## Qué hacer
• A. Transcribe sin cambios, del texto sobre la soledad y el silencio, todo lo que va desde "Por aquellos días, leí" hasta "lo sea nunca.".
• B. Escribe la continuación del texto sobre la soledad y el silencio, empezando justo después de su última oración.

## Fragmento de origen
━━━━
Me dediqué a leer durante horas, vi películas en blanco y negro, sin fuegos artificiales ni diálogos chisposos. Bebí mucha agua y me sentí descansada. Sentí que ya no era esclava del teléfono móvil ni de ese cóctel ni de ese restaurante tan fancy. Me sentí mejor que nunca con mi soledad, mi silencio, mis pensamientos.
Por aquellos días, leí la tan celebrada última novela de Sara Torres, La seducción —gracias, Alberto— y el estilo de vida de una de las protagonistas, siempre frugal, siempre aburrido, pensé yo en un primer momento, de repente me apelaba. Había en esa manera de pasar los días una recompensa no siempre visible pero que, a costa de esperar pacientemente, aparecía sin haberla esperado. Pensé en el misticismo, en Simone Weil, en todo aquello que en un principio nada tiene que ver conmigo. Ojalá. O quizás no porque no soy una conversa ni creo que lo sea nunca.
━━━━
## Datos proporcionados

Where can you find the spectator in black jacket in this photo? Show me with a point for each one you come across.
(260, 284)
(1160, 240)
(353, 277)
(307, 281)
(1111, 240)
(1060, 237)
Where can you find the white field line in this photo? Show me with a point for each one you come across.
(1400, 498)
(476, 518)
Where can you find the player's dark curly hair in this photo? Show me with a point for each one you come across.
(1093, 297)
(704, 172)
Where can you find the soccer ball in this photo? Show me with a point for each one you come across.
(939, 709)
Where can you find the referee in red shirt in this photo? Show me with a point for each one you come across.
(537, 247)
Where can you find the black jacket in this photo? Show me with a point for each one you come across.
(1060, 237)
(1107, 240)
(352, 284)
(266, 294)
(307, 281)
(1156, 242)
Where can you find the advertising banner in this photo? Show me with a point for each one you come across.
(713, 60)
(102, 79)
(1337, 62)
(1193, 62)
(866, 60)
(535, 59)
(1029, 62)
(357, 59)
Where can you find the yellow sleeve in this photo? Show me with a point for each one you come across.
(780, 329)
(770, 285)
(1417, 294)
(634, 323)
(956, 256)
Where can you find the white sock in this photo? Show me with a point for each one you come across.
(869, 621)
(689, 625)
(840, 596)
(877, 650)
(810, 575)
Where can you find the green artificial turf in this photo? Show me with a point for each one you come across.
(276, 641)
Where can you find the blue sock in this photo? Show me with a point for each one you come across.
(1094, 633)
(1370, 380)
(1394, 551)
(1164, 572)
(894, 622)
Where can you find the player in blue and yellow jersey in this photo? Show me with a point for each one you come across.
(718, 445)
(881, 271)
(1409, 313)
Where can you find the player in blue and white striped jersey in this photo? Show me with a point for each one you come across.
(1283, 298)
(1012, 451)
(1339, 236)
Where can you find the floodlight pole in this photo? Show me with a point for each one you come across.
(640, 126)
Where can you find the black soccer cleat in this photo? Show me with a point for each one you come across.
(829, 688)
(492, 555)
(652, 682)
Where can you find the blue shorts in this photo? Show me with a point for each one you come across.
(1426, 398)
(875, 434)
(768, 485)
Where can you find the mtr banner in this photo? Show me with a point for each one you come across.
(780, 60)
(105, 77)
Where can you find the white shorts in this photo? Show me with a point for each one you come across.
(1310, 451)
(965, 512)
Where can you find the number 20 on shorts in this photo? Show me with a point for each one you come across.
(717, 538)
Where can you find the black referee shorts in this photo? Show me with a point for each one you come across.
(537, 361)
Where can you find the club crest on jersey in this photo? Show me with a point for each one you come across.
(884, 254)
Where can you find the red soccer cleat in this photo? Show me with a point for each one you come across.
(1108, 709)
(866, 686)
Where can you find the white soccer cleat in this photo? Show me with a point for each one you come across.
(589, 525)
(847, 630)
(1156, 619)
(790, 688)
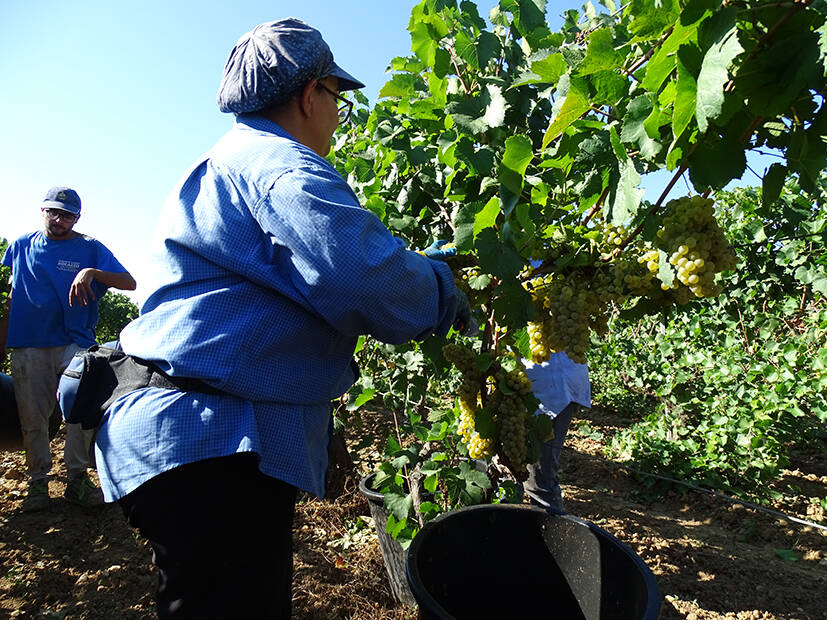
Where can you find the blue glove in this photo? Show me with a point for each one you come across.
(464, 323)
(440, 250)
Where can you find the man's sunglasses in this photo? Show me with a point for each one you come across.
(345, 109)
(60, 214)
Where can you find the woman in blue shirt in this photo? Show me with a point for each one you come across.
(266, 271)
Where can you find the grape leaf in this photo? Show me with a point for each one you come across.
(716, 161)
(600, 53)
(715, 68)
(633, 127)
(686, 96)
(575, 105)
(518, 154)
(487, 216)
(626, 194)
(772, 184)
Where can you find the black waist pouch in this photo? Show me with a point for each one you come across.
(98, 376)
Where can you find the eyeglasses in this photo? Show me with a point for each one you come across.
(60, 214)
(345, 109)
━━━━
## Respuestas en orden
• A.
Por aquellos días, leí la tan celebrada última novela de Sara Torres, La seducción —gracias, Alberto— y el estilo de vida de una de las protagonistas, siempre frugal, siempre aburrido, pensé yo en un primer momento, de repente me apelaba. Había en esa manera de pasar los días una recompensa no siempre visible pero que, a costa de esperar pacientemente, aparecía sin haberla esperado. Pensé en el misticismo, en Simone Weil, en todo aquello que en un principio nada tiene que ver conmigo. Ojalá. O quizás no porque no soy una conversa ni creo que lo sea nunca.

• B.
Los días pasaron y todo volvió a su sitio, a la sensación de vacío, a la desesperanza; a la búsqueda del subidón, como aquellas primeras veces. Recordé mi llegada a la universidad, la primera vez que me regalaron un manga de temática shojo; la fascinación por la música, por la comida, por la gente. Nada de aquello volverá. No así, al menos, pero sigo buscándolo en vano.